- [Passage for review]
JD Watches Tubi #9 – Harland Manor (3/5 Skulls)
Ok, so “in a few hours” turned into “in a couple more days” but I am finally here to get caught up on the blog just in time to need to write another one tomorrow. No days off for good behavior. Cash on the barrelhead.
This time we’re talking Harland Manor. As far as I can tell, this is the very first Tubi Original horror film, though the way they manage their library makes that impossible to confirm. The film was written and directed by Stephen R. Monroe, who horror fans most likely know as the director of the 2010 remake of Meir Zarchi‘s 1978 extreme horror classic I Spit on Your Grave. He’s also done what appears to be several dozen made for cable holiday movies, Lifetime and Hallmark Channel stuff. I love that resume.
Here’s your plot description straight from Tubi: “While documenting paranormal activity inside an abandoned boarding school for wayward girls, a ghost hunting team realizes they’ve become the hunted.” If that sounds like a story you’ve heard before, well, that’s horror. Much like scary campfire tails, we get a lot of variations on themes, but how does this one play?
Without spoiling anything, I would say this was the kind of film that you wouldn’t regret giving 90 minutes to on a lazy afternoon doomscrolling your streaming libraries, overwhelmed with choices, but you might be a little underwhelmed if you picked it special for movie night. It’s solid, but not reinventing any wheels, so your level of enjoyment of this is likely to simply parallel your enjoyment of this sort of story in general. I’m not the biggest haunted asylum movie guy, but this was decent. 3/5 Skulls.

- [Dataset entries]
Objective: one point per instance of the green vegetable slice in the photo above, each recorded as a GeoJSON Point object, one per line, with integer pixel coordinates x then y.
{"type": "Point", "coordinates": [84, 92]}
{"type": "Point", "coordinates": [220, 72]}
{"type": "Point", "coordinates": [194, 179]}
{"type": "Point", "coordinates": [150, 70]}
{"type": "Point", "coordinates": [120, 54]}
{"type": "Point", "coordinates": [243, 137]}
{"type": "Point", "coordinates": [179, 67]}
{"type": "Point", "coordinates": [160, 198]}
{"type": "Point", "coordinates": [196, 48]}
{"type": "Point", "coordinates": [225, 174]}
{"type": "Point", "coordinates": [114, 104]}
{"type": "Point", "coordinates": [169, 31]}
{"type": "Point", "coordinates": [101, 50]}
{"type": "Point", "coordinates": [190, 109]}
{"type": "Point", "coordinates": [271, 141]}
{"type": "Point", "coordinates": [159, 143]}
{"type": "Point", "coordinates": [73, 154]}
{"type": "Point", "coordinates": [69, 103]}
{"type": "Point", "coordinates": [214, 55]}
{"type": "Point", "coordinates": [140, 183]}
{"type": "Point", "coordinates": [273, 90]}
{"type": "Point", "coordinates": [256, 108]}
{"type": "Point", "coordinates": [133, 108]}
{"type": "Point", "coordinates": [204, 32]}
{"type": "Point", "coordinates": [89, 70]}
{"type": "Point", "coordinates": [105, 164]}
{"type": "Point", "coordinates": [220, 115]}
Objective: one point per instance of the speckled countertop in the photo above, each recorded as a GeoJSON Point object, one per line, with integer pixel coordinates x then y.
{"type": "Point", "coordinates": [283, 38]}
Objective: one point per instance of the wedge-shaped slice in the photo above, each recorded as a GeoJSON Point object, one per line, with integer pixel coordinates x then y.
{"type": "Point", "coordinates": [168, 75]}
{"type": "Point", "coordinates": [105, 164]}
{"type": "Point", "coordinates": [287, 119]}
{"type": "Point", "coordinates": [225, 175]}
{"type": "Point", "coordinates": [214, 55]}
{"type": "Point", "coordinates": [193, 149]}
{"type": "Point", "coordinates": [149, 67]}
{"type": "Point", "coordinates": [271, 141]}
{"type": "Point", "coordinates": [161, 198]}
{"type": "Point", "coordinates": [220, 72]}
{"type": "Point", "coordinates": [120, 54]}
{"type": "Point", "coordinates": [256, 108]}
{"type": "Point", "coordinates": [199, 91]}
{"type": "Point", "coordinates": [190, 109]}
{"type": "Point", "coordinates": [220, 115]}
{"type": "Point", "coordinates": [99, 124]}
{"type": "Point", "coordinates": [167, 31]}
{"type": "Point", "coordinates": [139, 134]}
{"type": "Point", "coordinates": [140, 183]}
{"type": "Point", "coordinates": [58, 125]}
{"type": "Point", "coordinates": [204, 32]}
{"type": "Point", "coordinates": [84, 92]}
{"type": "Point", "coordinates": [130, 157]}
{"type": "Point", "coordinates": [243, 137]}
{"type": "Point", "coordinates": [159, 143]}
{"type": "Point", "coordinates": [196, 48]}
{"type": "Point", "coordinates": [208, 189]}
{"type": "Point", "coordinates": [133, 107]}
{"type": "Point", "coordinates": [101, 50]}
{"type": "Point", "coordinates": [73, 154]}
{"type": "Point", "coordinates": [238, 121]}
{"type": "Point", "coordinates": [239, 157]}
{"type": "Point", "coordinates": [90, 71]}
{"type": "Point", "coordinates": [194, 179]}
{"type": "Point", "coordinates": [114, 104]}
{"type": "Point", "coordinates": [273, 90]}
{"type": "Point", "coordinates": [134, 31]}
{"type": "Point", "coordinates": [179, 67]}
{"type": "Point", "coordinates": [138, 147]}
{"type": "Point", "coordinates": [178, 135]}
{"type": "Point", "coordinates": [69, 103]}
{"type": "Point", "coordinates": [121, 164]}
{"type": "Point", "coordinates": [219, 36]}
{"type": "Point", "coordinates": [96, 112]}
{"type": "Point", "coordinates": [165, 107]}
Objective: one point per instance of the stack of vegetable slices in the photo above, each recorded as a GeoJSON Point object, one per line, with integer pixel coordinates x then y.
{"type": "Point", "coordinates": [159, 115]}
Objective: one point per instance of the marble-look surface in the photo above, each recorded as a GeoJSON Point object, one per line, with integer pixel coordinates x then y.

- [Directions] Reproduce the whole Harland Manor review from the top of the page, word for word.

- [Response to the exercise]
JD Watches Tubi #9 – Harland Manor (3/5 Skulls)
Ok, so “in a few hours” turned into “in a couple more days” but I am finally here to get caught up on the blog just in time to need to write another one tomorrow. No days off for good behavior. Cash on the barrelhead.
This time we’re talking Harland Manor. As far as I can tell, this is the very first Tubi Original horror film, though the way they manage their library makes that impossible to confirm. The film was written and directed by Stephen R. Monroe, who horror fans most likely know as the director of the 2010 remake of Meir Zarchi‘s 1978 extreme horror classic I Spit on Your Grave. He’s also done what appears to be several dozen made for cable holiday movies, Lifetime and Hallmark Channel stuff. I love that resume.
Here’s your plot description straight from Tubi: “While documenting paranormal activity inside an abandoned boarding school for wayward girls, a ghost hunting team realizes they’ve become the hunted.” If that sounds like a story you’ve heard before, well, that’s horror. Much like scary campfire tails, we get a lot of variations on themes, but how does this one play?
Without spoiling anything, I would say this was the kind of film that you wouldn’t regret giving 90 minutes to on a lazy afternoon doomscrolling your streaming libraries, overwhelmed with choices, but you might be a little underwhelmed if you picked it special for movie night. It’s solid, but not reinventing any wheels, so your level of enjoyment of this is likely to simply parallel your enjoyment of this sort of story in general. I’m not the biggest haunted asylum movie guy, but this was decent. 3/5 Skulls.